___ ENTRIES ___
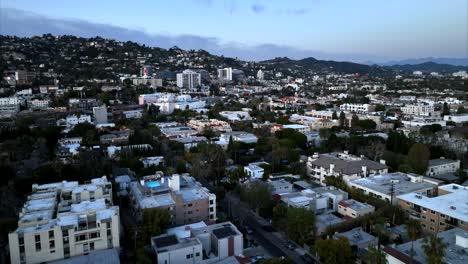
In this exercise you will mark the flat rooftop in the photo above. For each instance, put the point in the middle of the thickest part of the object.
(382, 183)
(453, 204)
(454, 254)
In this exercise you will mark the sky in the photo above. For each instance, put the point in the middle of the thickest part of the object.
(351, 30)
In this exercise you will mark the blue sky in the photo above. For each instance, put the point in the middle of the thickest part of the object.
(393, 29)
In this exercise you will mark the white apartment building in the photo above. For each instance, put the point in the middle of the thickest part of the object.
(225, 74)
(188, 79)
(442, 166)
(260, 75)
(133, 114)
(254, 170)
(38, 104)
(297, 127)
(152, 161)
(186, 200)
(320, 200)
(65, 219)
(343, 165)
(9, 106)
(419, 109)
(213, 124)
(234, 116)
(187, 243)
(358, 108)
(73, 120)
(457, 118)
(380, 186)
(354, 209)
(100, 115)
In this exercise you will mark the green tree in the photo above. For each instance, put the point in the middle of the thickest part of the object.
(334, 251)
(154, 222)
(376, 256)
(414, 230)
(445, 109)
(418, 158)
(334, 115)
(342, 119)
(434, 248)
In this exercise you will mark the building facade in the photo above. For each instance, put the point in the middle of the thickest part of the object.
(65, 219)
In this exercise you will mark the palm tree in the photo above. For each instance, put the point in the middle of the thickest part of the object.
(414, 230)
(376, 256)
(434, 248)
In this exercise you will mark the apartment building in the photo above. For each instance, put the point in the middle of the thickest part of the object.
(456, 246)
(198, 243)
(188, 79)
(388, 186)
(254, 170)
(354, 209)
(344, 165)
(213, 124)
(320, 200)
(358, 108)
(447, 210)
(225, 74)
(420, 109)
(65, 219)
(186, 199)
(442, 166)
(9, 106)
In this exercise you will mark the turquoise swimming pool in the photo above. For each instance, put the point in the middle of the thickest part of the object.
(152, 184)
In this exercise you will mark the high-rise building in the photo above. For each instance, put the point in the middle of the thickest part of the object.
(65, 219)
(100, 115)
(146, 71)
(225, 74)
(186, 200)
(188, 79)
(260, 75)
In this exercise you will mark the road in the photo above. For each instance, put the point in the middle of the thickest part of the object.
(272, 243)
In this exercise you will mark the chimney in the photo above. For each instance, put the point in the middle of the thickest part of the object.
(174, 182)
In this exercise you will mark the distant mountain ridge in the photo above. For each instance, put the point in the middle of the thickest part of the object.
(449, 61)
(428, 67)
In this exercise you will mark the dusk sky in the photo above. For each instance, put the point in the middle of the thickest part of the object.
(361, 29)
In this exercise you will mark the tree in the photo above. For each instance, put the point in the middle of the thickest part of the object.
(354, 121)
(376, 256)
(154, 222)
(418, 158)
(445, 109)
(342, 119)
(414, 230)
(334, 115)
(334, 251)
(434, 248)
(300, 224)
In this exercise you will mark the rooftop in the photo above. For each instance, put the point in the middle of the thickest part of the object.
(453, 204)
(403, 183)
(454, 253)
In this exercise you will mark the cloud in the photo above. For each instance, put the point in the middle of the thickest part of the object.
(26, 24)
(258, 8)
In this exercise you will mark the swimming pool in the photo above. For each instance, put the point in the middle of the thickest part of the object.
(152, 184)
___
• **STATED PROBLEM**: Copy the records word for word, from the line containing "In this exercise you will mark the cloud" down to the end of the records, with both ends included.

• **RESULT OF THIS TASK**:
In this exercise you will mark the cloud in the photo above. For each instance, put the point in the middle of the thickest part of the object.
(26, 24)
(258, 8)
In this exercise you will mark the swimming pool in the photo above. For each instance, put the point in the middle of the thickest part of the object.
(152, 184)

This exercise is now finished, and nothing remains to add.